Items from a data source
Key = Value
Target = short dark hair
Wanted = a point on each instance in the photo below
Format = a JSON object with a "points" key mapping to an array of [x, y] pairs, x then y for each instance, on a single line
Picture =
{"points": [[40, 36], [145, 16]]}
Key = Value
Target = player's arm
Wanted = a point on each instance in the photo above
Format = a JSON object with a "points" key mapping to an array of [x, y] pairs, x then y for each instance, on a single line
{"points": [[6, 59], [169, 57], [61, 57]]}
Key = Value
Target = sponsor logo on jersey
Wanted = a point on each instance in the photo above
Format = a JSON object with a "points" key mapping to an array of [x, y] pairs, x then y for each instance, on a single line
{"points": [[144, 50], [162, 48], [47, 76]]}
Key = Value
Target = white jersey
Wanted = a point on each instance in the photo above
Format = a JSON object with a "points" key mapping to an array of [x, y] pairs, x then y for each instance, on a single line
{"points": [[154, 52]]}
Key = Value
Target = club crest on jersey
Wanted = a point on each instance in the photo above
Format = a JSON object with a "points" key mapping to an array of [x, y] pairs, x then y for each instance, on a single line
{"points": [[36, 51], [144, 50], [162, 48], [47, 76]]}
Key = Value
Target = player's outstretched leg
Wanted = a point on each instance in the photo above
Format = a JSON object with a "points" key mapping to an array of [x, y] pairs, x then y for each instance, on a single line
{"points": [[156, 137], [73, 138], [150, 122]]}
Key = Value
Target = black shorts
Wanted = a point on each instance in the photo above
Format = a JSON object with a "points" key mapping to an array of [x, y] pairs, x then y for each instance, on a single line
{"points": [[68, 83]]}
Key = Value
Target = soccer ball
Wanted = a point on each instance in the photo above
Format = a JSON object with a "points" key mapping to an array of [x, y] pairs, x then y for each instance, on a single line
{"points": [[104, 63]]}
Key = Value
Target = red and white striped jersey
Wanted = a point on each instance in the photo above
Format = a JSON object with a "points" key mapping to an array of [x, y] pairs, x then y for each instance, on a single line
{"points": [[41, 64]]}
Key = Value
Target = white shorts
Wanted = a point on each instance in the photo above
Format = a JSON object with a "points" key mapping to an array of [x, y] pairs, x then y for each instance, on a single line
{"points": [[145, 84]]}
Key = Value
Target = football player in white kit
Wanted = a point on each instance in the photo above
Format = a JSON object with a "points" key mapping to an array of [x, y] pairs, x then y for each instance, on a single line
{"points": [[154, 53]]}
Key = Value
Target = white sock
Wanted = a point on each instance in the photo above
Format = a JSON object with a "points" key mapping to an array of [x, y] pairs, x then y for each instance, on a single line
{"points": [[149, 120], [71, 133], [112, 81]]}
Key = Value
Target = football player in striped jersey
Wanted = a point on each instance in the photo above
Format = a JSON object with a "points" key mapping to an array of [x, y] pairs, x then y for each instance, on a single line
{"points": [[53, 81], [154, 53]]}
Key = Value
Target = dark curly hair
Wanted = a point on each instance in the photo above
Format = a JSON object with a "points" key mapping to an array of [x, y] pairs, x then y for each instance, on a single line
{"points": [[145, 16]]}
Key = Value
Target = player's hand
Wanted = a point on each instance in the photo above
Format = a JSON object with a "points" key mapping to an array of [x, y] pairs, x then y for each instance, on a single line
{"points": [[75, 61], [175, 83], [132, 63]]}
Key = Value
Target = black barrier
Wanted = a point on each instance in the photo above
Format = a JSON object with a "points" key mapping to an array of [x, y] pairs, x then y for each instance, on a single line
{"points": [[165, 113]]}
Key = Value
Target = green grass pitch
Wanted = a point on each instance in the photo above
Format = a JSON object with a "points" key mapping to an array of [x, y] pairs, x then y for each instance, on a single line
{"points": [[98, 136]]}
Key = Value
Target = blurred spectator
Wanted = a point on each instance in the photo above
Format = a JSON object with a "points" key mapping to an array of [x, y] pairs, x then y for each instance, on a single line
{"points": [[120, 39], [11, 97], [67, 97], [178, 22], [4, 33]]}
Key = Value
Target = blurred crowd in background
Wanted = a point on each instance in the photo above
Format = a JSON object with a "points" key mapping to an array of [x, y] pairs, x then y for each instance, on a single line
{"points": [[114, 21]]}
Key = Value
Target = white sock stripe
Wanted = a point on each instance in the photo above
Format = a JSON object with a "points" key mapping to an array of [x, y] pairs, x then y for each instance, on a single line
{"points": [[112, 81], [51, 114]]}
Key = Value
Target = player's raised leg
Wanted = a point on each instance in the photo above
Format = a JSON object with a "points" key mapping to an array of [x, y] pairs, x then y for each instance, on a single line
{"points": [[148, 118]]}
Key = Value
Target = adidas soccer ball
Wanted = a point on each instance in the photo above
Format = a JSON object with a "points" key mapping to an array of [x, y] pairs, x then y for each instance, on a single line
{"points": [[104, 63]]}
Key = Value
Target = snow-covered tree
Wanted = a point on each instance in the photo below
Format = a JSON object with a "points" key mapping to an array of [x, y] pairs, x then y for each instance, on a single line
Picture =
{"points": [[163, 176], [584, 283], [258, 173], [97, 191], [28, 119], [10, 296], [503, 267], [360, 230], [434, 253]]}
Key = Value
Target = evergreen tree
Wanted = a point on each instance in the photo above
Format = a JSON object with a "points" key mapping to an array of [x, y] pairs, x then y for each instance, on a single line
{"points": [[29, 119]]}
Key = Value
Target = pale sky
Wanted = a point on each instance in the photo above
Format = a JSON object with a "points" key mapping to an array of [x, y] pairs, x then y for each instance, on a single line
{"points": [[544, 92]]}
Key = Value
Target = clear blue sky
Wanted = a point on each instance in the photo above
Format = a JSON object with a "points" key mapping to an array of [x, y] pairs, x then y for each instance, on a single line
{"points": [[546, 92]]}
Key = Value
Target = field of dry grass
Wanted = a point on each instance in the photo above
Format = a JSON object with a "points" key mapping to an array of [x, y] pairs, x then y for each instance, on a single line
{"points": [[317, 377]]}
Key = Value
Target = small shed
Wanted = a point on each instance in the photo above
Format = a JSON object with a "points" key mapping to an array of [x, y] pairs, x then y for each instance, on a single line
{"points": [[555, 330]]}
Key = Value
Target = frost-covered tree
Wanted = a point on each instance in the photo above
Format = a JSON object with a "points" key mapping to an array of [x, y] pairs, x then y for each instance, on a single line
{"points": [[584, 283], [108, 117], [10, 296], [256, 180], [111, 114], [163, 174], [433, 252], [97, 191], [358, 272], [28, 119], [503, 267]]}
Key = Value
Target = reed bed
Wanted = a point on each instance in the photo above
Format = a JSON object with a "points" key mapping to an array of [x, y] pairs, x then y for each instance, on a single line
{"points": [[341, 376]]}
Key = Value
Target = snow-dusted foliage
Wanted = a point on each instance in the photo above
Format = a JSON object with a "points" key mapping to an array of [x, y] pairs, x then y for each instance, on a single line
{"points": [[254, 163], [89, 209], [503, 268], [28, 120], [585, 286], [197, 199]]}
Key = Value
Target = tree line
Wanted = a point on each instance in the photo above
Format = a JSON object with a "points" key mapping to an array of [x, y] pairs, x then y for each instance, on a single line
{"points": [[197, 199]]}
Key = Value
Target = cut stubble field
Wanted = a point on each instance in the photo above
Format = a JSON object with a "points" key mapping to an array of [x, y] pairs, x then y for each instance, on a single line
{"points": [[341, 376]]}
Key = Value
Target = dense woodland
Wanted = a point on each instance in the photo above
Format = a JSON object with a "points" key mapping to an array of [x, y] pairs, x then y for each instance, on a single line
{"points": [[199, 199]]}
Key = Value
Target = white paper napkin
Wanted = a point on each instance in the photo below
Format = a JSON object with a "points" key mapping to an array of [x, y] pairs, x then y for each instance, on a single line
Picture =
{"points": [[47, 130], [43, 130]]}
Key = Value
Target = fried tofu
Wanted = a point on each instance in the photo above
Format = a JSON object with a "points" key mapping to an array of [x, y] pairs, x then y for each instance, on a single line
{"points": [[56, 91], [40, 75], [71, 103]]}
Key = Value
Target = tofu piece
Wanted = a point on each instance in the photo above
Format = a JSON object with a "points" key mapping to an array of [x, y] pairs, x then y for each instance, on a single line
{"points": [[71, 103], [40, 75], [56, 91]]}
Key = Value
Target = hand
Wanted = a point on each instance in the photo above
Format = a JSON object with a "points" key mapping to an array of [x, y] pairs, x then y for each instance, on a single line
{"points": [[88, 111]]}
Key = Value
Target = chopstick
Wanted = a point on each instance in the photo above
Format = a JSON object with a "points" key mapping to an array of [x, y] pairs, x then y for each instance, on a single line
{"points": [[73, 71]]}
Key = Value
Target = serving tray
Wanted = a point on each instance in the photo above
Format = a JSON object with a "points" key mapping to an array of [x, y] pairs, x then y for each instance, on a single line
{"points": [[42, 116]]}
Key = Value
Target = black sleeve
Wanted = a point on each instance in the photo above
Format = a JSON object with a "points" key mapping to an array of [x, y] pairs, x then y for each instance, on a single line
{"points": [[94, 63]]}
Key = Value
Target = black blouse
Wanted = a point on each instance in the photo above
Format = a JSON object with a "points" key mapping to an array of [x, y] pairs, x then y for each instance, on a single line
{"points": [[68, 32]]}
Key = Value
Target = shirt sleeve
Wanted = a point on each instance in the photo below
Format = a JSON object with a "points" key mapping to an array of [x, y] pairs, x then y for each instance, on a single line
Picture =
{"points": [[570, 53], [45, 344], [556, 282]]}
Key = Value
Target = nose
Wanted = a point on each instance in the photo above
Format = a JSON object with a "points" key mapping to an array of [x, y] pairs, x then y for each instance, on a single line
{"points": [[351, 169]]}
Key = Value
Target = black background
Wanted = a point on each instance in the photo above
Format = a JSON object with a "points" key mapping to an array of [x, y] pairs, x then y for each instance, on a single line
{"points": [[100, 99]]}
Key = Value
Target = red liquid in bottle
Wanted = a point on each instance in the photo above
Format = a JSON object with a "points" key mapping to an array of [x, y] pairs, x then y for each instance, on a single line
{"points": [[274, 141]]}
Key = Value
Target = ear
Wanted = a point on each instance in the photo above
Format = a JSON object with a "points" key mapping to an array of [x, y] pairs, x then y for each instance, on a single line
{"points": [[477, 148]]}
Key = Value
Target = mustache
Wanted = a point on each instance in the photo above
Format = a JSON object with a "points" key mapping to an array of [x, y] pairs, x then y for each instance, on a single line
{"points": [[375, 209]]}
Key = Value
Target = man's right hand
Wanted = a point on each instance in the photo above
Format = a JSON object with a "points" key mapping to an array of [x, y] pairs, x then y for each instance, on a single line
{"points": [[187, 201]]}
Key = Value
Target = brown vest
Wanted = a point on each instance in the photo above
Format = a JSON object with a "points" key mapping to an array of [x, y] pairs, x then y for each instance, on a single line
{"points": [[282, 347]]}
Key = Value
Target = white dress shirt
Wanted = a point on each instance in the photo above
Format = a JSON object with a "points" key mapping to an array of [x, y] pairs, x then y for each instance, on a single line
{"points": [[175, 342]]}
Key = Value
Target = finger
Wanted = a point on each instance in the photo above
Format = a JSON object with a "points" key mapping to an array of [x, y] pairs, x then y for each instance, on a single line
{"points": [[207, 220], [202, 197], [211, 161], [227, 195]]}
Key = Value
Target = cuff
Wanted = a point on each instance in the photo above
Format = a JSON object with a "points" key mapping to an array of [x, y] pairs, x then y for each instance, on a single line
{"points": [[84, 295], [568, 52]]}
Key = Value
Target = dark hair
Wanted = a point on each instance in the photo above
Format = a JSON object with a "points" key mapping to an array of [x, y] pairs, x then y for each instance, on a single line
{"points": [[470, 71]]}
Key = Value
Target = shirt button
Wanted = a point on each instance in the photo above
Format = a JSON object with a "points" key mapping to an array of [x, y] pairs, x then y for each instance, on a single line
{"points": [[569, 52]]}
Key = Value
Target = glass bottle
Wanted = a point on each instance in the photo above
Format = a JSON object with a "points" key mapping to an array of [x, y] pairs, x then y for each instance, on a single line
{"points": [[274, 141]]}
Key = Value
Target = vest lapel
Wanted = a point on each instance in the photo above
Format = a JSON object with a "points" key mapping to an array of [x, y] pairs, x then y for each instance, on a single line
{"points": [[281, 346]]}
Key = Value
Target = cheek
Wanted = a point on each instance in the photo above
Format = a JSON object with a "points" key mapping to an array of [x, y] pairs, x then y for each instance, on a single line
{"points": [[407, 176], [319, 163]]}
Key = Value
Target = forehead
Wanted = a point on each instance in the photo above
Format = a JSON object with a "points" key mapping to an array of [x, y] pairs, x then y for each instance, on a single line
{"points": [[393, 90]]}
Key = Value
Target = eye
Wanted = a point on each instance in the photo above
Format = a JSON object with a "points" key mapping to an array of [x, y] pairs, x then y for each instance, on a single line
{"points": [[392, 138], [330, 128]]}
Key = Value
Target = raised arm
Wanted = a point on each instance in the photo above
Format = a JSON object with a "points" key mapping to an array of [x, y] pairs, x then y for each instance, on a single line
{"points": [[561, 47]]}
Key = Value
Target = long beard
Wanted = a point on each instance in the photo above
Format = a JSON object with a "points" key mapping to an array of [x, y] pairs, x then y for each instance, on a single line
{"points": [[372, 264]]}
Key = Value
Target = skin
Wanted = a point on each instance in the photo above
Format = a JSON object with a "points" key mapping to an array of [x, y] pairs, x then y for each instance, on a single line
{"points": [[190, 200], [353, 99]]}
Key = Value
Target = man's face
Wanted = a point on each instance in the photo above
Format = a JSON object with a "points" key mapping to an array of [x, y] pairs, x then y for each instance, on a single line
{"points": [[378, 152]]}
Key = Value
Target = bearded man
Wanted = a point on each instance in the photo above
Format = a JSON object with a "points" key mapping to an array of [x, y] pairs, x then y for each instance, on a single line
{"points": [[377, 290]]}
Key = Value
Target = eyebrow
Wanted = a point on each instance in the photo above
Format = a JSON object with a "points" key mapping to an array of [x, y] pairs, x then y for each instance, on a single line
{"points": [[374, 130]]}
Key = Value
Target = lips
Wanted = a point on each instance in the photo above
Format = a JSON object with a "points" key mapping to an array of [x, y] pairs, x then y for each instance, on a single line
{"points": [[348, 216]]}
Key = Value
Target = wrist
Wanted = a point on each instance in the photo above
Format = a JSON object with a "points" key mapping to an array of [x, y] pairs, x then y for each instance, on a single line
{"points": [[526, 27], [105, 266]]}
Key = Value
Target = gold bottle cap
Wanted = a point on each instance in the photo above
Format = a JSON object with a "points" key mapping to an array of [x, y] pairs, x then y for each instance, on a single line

Task instructions.
Look through the data above and return exactly the lines from the one that contains "Target = dark hair" to the one that contains "Target = vest lapel", inclusive, with nothing else.

Solution to the exercise.
Target = dark hair
Wanted = a point on each instance in the photo above
Format = a JSON object with a "points" key mapping to an array of [x, y] pairs, x then y for each instance, on a single line
{"points": [[470, 71]]}
Key = Value
Target = shirt button
Wanted = a point on each instance in the photo above
Format = a JSON object with a "points" key mapping to an array of [x, y] pairs, x then y for each instance, on a single line
{"points": [[569, 52]]}
Key = Value
Target = glass bottle
Wanted = a point on each instance in the photo above
Format = a JSON object with a "points" key mapping to an array of [x, y] pairs, x then y for each instance, on a single line
{"points": [[274, 141]]}
Key = Value
Target = vest lapel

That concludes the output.